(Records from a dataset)
---

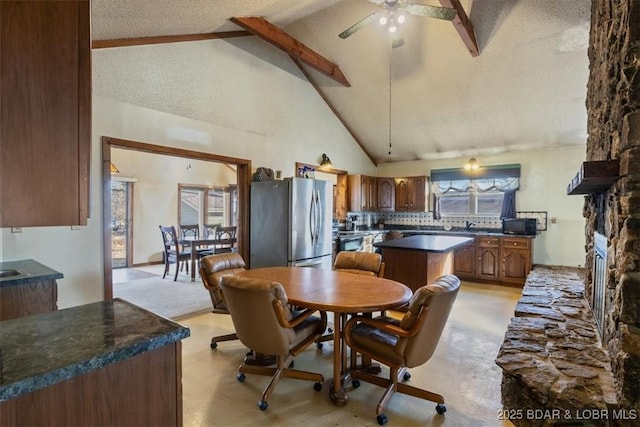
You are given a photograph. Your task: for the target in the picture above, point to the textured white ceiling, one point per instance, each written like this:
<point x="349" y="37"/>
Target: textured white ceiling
<point x="526" y="90"/>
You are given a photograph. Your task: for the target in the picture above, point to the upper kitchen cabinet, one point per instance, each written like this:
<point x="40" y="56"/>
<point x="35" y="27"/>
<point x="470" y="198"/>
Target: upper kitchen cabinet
<point x="411" y="194"/>
<point x="386" y="195"/>
<point x="363" y="193"/>
<point x="45" y="107"/>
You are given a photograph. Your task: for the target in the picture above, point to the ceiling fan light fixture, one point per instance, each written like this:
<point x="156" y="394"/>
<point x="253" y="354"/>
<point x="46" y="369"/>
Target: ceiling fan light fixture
<point x="471" y="165"/>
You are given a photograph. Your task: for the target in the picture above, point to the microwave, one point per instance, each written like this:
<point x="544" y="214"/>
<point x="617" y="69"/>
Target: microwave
<point x="520" y="226"/>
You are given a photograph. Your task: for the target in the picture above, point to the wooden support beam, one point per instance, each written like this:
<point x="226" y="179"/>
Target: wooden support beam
<point x="140" y="41"/>
<point x="463" y="26"/>
<point x="296" y="49"/>
<point x="332" y="108"/>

---

- **Task to complete**
Write out all the entries exactly, except for the pictures.

- **Solution to this task**
You are given a photograph. Your task: for the target in the picture above, point to the textured white ceiling, one point per instance, each written like this:
<point x="349" y="37"/>
Target: textured white ceiling
<point x="526" y="90"/>
You are given a photograph. Your task: for the target in the picture above, point to the upper kitchen cabinet, one point per instance, each written like this:
<point x="40" y="56"/>
<point x="35" y="27"/>
<point x="470" y="198"/>
Target: upper kitchen cabinet
<point x="411" y="194"/>
<point x="386" y="195"/>
<point x="363" y="193"/>
<point x="45" y="107"/>
You are given a photograph. Your task: for the target in the picture above, point to the ceiling fan light fixture, one point per instance, each written like this:
<point x="156" y="394"/>
<point x="253" y="354"/>
<point x="46" y="369"/>
Target: ceiling fan light fixture
<point x="471" y="165"/>
You are given a photograph. Your task: for the target in the picture above, point to the microwave, one point per instance, each written like this:
<point x="544" y="214"/>
<point x="617" y="69"/>
Target: microwave
<point x="520" y="226"/>
You are given a photograph. Your task: for the target in the picture above, point to the wooden support beam, one point per instance, each written like this:
<point x="226" y="179"/>
Target: wooden support beam
<point x="140" y="41"/>
<point x="463" y="26"/>
<point x="296" y="49"/>
<point x="332" y="108"/>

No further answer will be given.